▶ [Brief]:
Could you restate, word for word, the line that has "Target: ground beef filling" and all lines following it through the end of the entries below?

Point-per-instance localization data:
Start of Block
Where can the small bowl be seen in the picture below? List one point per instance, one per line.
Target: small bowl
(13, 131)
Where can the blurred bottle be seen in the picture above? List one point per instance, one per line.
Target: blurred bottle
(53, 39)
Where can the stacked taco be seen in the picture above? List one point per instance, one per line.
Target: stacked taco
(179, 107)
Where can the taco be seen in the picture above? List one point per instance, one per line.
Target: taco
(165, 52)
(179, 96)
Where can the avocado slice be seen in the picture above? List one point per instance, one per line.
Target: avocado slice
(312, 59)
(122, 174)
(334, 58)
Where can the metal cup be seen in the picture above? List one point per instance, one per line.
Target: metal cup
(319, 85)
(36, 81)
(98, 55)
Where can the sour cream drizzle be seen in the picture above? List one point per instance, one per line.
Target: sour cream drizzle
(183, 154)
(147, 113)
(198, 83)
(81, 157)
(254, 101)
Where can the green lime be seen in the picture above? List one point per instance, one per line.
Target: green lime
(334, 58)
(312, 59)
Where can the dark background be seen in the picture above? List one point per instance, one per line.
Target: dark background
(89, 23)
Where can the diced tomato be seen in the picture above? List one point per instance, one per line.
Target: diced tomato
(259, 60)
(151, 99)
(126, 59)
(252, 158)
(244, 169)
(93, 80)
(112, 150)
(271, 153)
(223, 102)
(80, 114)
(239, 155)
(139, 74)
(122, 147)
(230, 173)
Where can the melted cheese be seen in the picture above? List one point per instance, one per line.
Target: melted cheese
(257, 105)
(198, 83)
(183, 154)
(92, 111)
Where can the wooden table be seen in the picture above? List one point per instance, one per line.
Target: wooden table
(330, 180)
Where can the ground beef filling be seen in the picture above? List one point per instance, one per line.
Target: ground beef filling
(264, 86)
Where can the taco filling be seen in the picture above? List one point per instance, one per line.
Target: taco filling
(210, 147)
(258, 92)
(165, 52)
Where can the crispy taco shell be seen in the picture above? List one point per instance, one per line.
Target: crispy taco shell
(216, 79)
End of Block
▶ [Task output]:
Target: ground beef filling
(264, 86)
Where can the taco filling be seen in the picture above? List one point per instance, one per line.
Target: taco filling
(210, 147)
(258, 92)
(165, 52)
Where can the crispy taco shell be seen in the picture above? List one point per instance, one per line.
Target: crispy taco shell
(216, 79)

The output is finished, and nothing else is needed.